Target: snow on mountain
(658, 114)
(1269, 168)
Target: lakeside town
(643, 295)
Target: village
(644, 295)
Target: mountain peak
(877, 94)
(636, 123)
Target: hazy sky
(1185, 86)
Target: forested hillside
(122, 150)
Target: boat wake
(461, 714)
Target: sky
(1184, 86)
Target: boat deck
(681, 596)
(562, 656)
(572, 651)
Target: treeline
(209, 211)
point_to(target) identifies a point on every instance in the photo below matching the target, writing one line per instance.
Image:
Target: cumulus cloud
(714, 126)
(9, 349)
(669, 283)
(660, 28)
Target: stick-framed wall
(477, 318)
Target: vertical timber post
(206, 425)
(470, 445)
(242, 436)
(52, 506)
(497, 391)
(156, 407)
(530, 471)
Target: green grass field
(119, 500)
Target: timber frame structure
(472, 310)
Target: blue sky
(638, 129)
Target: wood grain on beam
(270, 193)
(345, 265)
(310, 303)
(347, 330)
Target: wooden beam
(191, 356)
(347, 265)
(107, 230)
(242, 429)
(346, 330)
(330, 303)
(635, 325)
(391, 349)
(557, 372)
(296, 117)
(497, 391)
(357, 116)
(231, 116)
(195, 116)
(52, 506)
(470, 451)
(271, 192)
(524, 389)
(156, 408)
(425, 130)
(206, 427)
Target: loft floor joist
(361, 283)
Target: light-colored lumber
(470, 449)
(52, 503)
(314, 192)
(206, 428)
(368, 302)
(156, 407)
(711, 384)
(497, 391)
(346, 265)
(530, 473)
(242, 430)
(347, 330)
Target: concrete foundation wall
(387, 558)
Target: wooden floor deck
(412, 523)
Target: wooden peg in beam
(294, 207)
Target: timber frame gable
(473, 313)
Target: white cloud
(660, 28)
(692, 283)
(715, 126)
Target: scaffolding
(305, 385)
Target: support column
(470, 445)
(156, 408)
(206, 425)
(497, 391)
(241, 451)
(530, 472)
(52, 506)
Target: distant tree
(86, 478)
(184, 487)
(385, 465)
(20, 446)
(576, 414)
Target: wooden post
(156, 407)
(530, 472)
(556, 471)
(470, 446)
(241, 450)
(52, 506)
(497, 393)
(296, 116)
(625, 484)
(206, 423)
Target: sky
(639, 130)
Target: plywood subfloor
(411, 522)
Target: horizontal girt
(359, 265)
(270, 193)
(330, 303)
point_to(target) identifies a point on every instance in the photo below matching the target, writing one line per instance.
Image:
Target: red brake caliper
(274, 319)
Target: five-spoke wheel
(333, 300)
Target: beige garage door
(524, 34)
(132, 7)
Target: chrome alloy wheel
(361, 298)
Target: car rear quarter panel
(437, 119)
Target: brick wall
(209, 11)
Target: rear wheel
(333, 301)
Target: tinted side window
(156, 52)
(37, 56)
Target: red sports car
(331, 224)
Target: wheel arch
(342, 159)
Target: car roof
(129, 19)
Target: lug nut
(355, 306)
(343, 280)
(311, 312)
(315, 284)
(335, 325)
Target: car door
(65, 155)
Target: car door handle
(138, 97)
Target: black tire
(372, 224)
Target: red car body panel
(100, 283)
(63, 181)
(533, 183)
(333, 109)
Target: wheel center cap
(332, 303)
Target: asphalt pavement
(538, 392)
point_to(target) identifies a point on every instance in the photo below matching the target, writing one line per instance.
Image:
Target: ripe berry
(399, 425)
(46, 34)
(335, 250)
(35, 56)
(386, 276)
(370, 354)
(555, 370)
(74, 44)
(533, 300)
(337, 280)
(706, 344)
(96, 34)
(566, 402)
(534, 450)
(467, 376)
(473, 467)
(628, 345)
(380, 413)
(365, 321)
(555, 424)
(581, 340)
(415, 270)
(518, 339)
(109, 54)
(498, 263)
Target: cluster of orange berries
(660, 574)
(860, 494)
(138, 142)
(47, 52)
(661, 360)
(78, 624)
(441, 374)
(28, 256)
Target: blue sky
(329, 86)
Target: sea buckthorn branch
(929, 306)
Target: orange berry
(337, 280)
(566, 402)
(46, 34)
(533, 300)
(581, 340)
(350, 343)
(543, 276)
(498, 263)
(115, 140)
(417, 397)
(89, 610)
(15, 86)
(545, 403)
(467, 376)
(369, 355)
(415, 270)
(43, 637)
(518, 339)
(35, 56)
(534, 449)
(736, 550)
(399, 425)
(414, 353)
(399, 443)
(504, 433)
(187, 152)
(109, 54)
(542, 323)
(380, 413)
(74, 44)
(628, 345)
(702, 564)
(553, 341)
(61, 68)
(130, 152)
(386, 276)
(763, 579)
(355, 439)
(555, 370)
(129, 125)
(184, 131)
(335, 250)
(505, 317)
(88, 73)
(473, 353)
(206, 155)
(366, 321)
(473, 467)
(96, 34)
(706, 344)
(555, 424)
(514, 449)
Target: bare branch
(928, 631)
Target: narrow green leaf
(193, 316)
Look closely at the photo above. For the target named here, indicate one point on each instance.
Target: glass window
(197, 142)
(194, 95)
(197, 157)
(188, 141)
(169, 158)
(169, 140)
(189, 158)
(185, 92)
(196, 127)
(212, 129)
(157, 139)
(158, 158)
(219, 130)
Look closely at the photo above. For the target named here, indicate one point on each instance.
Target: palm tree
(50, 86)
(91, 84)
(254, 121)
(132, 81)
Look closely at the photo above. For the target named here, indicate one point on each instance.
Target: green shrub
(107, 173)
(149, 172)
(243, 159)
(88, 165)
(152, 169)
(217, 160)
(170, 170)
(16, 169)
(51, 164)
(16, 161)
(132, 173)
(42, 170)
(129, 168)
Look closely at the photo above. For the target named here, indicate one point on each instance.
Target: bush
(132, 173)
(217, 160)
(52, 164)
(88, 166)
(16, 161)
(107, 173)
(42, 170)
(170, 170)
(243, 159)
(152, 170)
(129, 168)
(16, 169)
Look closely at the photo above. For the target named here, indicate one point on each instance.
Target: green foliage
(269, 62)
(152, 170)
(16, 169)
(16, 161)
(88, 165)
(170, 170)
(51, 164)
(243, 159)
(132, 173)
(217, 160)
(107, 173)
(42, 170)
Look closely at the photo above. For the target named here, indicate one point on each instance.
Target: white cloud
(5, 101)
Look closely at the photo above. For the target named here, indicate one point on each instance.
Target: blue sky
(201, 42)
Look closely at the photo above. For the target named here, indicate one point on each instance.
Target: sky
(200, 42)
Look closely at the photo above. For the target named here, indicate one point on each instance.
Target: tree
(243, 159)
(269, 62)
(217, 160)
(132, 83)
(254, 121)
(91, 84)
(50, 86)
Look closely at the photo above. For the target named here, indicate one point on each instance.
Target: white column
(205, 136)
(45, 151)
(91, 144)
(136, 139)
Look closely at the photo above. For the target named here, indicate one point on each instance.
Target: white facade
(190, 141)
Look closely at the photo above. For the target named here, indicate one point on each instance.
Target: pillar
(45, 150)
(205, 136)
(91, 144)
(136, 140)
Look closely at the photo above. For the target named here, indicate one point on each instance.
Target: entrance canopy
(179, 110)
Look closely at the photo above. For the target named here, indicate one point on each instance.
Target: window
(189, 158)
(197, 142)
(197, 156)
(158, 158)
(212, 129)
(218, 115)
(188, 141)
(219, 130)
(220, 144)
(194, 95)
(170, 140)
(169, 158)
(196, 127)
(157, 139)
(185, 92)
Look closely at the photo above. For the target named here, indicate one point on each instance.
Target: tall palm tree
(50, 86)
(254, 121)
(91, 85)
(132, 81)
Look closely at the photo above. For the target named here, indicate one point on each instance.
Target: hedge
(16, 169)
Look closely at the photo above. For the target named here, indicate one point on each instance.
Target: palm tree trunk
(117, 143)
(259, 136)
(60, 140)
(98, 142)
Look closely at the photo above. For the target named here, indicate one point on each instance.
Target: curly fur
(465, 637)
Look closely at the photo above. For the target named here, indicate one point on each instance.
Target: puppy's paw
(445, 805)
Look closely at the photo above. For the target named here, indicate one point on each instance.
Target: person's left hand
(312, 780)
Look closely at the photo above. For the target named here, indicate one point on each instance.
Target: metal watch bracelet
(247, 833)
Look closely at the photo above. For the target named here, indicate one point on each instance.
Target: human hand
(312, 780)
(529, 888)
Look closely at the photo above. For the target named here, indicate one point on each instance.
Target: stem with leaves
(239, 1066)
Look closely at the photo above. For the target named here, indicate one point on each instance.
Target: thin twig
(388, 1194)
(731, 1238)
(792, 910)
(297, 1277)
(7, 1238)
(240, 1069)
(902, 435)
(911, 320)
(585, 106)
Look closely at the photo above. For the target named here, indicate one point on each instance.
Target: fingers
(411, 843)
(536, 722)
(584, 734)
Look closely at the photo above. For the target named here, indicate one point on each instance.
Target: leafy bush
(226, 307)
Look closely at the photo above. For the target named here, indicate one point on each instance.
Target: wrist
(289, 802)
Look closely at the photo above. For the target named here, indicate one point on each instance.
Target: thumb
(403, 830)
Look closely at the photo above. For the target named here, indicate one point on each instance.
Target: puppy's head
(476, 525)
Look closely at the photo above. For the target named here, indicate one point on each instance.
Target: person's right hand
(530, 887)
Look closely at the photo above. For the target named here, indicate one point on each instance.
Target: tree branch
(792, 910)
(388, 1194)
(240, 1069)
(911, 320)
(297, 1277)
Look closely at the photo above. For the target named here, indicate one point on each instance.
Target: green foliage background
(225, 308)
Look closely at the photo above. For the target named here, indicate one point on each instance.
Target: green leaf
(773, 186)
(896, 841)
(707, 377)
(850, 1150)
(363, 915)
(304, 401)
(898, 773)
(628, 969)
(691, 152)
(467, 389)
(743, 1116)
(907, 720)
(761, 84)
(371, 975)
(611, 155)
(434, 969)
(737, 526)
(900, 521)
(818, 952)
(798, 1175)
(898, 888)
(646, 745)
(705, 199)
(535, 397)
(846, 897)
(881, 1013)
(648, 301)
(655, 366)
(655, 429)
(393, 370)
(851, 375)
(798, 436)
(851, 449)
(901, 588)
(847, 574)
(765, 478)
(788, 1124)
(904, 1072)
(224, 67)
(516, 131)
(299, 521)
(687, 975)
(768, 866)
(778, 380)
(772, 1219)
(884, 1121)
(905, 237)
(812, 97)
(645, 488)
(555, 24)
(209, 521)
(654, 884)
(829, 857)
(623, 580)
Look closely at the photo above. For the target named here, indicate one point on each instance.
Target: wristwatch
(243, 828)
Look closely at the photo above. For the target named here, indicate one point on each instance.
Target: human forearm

- Exercise:
Find the line that contains "Target: green leaf" in the listing above. Retype it and every line after it up to the last, exactly, and nothing else.

- Expected output:
Target: green leaf
(773, 186)
(896, 841)
(707, 377)
(850, 1150)
(363, 915)
(304, 401)
(898, 773)
(628, 969)
(691, 152)
(467, 389)
(743, 1116)
(907, 720)
(761, 84)
(371, 975)
(611, 155)
(434, 969)
(737, 526)
(900, 521)
(818, 952)
(798, 1175)
(898, 888)
(646, 745)
(705, 199)
(535, 397)
(846, 897)
(881, 1013)
(648, 301)
(655, 366)
(655, 429)
(393, 370)
(851, 375)
(798, 436)
(851, 449)
(901, 588)
(847, 574)
(765, 478)
(788, 1124)
(904, 1072)
(224, 67)
(516, 131)
(299, 521)
(687, 975)
(768, 866)
(778, 380)
(772, 1219)
(884, 1121)
(905, 237)
(812, 97)
(645, 488)
(555, 24)
(209, 521)
(654, 884)
(829, 857)
(623, 580)
Look closely at the photo above. For the target named here, indicate one point on each instance.
Target: wristwatch
(243, 828)
Look closely at the photo above. For the target named here, indicate one point on each instance.
Target: human forearm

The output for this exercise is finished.